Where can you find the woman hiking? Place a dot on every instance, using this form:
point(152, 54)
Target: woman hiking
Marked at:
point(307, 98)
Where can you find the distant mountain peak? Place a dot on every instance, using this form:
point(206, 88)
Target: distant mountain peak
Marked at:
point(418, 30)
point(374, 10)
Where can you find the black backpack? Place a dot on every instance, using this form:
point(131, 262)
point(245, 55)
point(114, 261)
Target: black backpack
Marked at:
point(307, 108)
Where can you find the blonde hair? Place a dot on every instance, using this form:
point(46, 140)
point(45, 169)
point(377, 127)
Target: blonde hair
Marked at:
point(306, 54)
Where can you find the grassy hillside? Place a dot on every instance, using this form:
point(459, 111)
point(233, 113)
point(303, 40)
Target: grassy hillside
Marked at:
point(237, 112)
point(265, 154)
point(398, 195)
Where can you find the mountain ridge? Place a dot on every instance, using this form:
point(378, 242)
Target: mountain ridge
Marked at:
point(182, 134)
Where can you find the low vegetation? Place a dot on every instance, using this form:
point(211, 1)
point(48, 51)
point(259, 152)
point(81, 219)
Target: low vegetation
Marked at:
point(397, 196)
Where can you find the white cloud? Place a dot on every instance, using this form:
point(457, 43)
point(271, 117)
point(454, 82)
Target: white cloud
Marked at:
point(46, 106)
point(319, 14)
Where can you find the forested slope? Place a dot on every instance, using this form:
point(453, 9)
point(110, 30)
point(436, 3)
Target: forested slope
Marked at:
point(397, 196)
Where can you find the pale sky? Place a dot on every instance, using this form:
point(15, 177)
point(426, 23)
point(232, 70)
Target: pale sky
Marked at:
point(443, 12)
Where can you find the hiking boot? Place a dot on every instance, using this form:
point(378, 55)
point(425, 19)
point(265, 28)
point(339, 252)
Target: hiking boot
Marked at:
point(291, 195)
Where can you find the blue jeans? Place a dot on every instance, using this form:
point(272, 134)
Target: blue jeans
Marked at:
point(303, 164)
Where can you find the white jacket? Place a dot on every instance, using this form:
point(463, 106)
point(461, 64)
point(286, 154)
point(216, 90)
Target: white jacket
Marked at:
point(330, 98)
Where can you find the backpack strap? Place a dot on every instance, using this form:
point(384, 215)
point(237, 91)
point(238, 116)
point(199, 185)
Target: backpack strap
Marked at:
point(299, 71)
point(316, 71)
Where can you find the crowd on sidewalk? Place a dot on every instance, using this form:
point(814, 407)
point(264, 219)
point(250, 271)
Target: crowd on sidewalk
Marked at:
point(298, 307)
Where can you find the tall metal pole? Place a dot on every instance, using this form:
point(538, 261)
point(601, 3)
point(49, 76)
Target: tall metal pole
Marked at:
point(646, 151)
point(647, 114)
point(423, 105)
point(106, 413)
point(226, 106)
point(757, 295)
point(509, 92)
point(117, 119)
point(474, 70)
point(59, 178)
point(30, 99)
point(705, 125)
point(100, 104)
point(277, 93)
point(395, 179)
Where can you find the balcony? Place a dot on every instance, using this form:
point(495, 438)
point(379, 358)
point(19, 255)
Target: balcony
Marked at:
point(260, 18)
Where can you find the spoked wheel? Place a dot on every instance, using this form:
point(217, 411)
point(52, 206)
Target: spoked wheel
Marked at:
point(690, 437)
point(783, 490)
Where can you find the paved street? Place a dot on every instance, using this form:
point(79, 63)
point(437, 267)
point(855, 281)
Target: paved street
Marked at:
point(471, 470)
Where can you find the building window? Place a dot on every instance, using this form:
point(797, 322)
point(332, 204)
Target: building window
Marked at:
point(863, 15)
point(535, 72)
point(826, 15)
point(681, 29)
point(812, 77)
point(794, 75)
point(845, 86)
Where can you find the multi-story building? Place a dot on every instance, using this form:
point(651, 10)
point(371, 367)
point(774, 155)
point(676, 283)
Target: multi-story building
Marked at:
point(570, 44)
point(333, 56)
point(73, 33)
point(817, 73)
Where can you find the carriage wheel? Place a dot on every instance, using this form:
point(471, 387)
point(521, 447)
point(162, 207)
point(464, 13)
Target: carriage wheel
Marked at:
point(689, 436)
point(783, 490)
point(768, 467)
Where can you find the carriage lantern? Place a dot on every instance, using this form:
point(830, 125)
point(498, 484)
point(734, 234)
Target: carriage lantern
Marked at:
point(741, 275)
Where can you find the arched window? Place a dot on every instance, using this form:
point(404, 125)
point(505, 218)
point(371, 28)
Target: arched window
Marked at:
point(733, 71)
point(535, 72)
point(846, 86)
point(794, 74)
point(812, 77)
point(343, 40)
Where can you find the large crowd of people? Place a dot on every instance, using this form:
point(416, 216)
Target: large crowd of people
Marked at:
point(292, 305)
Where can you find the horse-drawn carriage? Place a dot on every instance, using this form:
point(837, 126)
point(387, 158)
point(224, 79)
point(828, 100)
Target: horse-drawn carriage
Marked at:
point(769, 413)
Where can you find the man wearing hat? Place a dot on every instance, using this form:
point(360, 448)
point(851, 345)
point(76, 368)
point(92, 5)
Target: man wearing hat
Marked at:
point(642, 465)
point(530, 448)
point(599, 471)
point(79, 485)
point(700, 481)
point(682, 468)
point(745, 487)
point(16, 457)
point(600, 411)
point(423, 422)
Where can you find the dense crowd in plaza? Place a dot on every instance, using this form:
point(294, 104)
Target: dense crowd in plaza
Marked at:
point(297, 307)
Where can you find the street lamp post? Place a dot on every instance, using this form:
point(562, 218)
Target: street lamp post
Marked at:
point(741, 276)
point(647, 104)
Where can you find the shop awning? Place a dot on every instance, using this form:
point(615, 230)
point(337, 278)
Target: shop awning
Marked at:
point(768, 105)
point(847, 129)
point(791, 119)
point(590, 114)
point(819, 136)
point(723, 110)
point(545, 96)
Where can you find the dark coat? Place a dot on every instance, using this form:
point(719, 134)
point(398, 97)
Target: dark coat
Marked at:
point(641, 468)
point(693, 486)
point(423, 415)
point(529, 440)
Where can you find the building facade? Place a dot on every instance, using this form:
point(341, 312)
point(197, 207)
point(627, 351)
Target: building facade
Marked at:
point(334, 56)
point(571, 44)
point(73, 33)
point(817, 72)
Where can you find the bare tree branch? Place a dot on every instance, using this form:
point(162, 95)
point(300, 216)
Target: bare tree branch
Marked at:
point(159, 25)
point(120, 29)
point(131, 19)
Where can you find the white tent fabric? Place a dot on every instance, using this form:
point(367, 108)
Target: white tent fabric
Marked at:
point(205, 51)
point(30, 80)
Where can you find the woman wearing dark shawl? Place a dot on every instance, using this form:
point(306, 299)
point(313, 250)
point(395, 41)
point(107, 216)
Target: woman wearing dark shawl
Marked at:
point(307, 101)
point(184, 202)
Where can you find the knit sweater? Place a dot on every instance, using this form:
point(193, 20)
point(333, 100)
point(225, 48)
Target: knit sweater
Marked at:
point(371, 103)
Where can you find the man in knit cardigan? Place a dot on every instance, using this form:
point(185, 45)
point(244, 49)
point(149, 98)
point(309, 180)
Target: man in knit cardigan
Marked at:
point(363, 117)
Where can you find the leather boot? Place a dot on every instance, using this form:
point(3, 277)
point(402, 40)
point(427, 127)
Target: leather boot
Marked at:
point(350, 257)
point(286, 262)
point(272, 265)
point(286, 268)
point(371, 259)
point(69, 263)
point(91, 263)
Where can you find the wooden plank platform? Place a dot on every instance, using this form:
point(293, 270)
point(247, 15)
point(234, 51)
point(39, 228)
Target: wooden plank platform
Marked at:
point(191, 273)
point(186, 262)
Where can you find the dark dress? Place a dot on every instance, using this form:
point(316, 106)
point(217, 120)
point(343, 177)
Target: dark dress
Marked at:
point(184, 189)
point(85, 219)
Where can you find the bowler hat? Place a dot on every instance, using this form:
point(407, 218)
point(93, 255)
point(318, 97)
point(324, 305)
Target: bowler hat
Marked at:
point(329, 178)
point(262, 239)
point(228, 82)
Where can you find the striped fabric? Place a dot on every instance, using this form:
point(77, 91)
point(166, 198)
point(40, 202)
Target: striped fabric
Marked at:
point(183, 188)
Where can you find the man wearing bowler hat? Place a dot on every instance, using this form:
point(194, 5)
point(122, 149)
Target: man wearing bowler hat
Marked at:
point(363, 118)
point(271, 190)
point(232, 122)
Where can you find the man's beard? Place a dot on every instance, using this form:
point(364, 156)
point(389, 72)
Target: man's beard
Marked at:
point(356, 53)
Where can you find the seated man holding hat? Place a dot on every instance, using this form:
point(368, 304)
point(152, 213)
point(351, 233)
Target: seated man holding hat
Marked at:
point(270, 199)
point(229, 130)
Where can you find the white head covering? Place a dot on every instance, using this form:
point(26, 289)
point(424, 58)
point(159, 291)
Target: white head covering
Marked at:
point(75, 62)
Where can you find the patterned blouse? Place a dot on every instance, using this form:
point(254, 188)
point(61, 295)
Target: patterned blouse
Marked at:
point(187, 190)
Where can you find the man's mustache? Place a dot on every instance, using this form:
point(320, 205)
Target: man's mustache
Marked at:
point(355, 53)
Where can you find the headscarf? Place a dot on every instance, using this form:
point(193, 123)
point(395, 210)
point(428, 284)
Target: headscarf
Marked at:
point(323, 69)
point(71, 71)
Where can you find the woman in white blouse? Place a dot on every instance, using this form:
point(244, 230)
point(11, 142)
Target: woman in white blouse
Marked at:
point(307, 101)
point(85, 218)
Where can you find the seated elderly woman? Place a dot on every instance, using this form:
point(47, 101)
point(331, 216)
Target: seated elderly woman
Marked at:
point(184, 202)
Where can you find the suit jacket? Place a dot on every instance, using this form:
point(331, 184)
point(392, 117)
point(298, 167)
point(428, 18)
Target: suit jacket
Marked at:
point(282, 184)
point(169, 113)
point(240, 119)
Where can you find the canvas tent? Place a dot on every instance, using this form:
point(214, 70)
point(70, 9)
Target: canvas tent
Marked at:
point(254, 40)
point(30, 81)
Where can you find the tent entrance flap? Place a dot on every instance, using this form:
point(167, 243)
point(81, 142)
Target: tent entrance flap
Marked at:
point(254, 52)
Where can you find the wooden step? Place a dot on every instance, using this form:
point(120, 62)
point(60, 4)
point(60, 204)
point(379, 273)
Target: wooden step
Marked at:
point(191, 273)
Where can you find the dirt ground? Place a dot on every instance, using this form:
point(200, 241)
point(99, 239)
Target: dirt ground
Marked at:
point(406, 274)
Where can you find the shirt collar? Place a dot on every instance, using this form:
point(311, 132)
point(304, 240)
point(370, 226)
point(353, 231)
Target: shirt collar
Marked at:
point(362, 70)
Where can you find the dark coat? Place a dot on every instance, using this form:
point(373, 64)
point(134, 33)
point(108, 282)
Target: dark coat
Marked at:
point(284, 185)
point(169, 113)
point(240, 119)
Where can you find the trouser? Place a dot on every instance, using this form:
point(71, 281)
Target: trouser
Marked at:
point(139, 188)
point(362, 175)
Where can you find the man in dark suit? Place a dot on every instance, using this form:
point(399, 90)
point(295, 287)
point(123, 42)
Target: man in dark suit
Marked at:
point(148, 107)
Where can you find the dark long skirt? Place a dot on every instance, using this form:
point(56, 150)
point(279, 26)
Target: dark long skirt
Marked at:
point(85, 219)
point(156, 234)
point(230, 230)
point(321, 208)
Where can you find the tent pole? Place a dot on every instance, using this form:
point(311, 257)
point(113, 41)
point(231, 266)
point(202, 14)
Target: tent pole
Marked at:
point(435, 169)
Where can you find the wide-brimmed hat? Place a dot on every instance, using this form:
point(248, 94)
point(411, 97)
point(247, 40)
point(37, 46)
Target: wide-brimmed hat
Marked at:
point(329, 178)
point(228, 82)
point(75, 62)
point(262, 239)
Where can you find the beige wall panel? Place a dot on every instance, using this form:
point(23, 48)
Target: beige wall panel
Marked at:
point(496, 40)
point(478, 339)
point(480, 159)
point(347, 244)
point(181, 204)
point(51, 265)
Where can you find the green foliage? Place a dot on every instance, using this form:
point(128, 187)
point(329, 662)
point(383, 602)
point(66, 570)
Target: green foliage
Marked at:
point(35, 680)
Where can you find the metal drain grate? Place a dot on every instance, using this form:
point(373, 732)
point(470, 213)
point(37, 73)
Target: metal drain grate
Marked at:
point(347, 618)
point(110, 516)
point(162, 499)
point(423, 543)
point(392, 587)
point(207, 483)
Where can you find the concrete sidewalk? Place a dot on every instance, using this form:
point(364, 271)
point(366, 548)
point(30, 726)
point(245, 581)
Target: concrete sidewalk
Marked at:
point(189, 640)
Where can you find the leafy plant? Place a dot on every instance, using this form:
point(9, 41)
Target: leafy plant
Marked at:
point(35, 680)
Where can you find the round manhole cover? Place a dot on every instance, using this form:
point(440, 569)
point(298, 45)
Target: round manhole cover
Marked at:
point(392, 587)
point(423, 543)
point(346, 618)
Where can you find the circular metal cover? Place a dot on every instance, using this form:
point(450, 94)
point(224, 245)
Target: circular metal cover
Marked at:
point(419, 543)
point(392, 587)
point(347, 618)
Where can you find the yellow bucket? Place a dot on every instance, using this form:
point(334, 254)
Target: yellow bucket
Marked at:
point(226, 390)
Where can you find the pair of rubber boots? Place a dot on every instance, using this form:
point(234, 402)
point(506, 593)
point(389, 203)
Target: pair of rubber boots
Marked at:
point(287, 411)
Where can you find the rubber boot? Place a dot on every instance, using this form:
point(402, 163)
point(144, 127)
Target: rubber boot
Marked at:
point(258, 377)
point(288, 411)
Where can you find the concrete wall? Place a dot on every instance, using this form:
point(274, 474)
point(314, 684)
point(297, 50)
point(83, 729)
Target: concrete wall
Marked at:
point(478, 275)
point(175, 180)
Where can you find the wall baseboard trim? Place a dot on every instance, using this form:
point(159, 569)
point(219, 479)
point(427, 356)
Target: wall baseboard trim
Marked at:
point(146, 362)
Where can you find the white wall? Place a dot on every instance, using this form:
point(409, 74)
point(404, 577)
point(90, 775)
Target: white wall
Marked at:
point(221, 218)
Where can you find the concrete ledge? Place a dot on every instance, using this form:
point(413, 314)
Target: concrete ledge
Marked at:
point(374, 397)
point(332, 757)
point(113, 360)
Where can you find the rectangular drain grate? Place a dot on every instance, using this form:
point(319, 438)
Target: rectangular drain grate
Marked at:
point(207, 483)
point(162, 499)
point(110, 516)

## Problem to work on
Using the material above, return every line that holds the string "sweater".

## Result of this exercise
Where can you find the knit sweater? Place a dot on every instance, using this form:
Target: knit sweater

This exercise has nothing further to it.